Instruction for the data below: set down exactly the lines from the line with "Phrase: house in background" to the line with "Phrase: courthouse facade", inclusive, and no others.

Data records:
>>>>>

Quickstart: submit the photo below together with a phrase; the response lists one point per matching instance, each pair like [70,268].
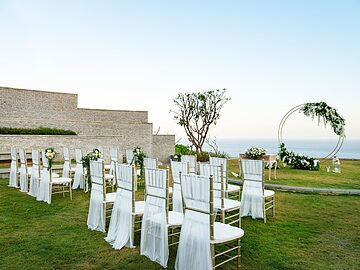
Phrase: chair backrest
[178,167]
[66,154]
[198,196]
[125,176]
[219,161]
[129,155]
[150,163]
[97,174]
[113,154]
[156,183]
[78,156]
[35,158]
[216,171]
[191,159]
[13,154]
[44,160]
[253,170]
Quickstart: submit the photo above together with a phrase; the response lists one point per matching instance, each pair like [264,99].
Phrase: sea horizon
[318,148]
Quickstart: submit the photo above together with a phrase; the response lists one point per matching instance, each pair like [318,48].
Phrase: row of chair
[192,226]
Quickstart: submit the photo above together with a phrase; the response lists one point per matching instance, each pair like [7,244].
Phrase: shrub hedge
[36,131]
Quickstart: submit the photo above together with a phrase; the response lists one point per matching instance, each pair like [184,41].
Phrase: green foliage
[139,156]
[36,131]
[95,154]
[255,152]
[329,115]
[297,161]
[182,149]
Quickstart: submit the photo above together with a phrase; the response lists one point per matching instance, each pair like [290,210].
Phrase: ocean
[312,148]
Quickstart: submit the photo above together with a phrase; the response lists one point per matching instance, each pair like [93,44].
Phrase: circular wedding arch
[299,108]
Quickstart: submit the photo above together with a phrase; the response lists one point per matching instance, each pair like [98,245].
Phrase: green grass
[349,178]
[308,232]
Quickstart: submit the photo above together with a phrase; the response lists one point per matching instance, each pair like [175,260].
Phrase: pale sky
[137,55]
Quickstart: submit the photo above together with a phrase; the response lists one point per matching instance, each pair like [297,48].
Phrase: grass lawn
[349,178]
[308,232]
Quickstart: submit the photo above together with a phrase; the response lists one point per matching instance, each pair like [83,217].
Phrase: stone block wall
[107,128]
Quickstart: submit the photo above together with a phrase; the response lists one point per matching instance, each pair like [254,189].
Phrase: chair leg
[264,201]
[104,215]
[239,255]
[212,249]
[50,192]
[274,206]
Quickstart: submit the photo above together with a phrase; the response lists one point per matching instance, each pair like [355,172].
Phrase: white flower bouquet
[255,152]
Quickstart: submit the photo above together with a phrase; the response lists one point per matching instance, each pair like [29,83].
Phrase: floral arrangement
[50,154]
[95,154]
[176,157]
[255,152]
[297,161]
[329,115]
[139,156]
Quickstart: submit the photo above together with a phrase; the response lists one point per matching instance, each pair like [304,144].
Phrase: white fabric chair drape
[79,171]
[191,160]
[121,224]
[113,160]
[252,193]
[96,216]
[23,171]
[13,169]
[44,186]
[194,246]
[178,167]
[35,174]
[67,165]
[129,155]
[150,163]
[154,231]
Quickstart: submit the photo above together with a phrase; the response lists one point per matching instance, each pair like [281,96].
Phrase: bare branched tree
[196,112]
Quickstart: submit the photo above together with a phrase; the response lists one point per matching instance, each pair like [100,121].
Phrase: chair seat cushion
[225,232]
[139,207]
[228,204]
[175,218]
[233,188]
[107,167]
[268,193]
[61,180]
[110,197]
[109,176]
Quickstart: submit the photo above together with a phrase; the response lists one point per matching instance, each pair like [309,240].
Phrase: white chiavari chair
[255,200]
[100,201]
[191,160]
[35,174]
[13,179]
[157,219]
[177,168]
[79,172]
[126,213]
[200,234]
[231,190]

<<<<<
>>>>>

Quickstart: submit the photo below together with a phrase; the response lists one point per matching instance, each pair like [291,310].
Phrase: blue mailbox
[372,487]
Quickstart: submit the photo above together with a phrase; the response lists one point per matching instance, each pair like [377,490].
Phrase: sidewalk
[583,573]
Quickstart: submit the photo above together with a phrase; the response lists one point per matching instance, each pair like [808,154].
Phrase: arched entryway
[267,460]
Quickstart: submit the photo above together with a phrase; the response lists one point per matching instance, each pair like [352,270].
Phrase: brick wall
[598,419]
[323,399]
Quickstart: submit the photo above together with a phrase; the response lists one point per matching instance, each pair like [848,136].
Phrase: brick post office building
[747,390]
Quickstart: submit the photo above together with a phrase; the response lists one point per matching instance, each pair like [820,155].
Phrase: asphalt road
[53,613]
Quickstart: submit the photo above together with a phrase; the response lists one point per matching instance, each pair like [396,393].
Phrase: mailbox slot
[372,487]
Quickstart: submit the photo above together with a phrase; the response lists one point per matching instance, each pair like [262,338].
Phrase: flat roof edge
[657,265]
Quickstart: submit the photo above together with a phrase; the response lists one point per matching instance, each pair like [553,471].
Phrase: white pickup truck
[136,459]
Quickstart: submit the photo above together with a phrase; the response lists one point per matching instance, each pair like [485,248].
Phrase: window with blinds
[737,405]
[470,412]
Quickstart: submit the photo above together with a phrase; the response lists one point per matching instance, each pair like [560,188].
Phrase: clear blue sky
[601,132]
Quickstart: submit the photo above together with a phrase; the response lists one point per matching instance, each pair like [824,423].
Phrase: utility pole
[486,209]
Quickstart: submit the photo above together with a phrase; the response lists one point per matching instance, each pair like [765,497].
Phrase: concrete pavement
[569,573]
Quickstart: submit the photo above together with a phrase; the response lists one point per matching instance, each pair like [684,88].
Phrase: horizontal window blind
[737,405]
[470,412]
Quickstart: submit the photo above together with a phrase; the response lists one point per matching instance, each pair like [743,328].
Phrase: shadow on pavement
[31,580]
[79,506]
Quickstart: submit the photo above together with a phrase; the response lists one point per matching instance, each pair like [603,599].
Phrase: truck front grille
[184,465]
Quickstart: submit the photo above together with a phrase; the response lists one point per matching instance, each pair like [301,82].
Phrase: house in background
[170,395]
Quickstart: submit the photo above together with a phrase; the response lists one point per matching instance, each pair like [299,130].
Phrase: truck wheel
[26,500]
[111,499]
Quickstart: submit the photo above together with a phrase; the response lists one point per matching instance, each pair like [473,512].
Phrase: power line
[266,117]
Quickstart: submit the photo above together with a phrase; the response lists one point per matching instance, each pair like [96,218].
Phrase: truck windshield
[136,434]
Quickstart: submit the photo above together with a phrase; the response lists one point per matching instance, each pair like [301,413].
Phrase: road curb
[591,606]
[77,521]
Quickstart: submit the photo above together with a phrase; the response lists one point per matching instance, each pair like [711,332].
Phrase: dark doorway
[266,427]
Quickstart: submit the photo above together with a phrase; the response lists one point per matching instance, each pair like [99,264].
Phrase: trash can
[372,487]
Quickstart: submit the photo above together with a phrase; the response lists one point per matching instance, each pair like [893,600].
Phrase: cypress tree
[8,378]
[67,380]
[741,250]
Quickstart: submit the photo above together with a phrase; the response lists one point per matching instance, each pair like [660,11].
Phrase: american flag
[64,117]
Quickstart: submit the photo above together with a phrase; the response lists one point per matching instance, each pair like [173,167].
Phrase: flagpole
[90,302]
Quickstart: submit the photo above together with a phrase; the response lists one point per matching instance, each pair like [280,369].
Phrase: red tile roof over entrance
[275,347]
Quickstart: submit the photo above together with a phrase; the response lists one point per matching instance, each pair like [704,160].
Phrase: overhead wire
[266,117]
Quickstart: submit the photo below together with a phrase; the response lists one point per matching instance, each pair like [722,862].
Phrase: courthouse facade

<<<<<
>>>>>

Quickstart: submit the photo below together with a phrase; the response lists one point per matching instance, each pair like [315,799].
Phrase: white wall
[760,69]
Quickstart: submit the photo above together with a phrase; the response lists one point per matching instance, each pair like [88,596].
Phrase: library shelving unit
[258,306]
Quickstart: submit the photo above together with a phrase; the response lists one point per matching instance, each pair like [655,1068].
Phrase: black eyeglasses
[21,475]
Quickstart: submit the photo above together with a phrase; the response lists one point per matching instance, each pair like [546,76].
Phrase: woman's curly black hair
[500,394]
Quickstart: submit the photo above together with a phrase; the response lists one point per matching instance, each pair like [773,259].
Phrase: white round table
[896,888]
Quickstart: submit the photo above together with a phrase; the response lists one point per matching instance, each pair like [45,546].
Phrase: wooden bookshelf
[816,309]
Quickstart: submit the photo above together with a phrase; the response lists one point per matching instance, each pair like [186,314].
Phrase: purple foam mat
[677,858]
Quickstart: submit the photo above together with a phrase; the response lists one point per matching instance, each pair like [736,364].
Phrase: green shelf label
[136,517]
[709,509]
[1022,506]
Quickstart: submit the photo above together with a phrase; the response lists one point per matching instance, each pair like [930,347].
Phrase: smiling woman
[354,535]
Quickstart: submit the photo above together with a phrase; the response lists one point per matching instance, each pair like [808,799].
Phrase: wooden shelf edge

<<<<<

## Exercise result
Phrase: house in background
[170,395]
Quickstart: submit the photo above together with a phrase; the response lists one point per matching instance, each pair like [299,130].
Phrase: truck wheel
[26,500]
[111,499]
Quickstart: submit the photo above together with a phrase; the response lists one point per matching instance, each pair like [473,512].
Phrase: power line
[266,117]
Quickstart: submit the photo above together with a phrase; the response lists one point per matching instance, each pair like [96,218].
Phrase: truck windshield
[136,434]
Quickstart: submit the photo above together with a phrase; the response lists one point per matching instance, each pair like [301,413].
Phrase: road curb
[591,606]
[77,521]
Quickstart: submit the photo above together with a phrase; the response lists one point per matching instance, each pair like [711,332].
Phrase: dark doorway
[266,427]
Quickstart: submit the photo above together with a phrase; the response lists one point per matching instance, each pair like [99,264].
Phrase: trash can
[372,487]
Quickstart: submit the photo above together with a phrase; the response lists one point per matching instance, each pair like [893,600].
Phrase: cypress tree
[8,378]
[67,380]
[741,250]
Quickstart: submit the photo above together with a phrase; the response lists one point per matching instance, each pair like [660,11].
Phrase: american flag
[64,117]
Quickstart: submit the photo above together with a phrase; the response lists one point per matching instance, each pair like [173,167].
Phrase: flagpole
[90,302]
Quickstart: submit the photo above together with a phrase; the response lists one point per matching instance, each pair like [280,369].
Phrase: red tile roof over entrance
[275,347]
Quickstart: submit the photo above together with a phrase; the response lists one point per matching instance, each pair like [704,160].
Phrase: overhead wire
[266,117]
Quickstart: submit the photo below together with a phrase; the response lists one point per matching instance, each pair like [722,862].
Phrase: courthouse facade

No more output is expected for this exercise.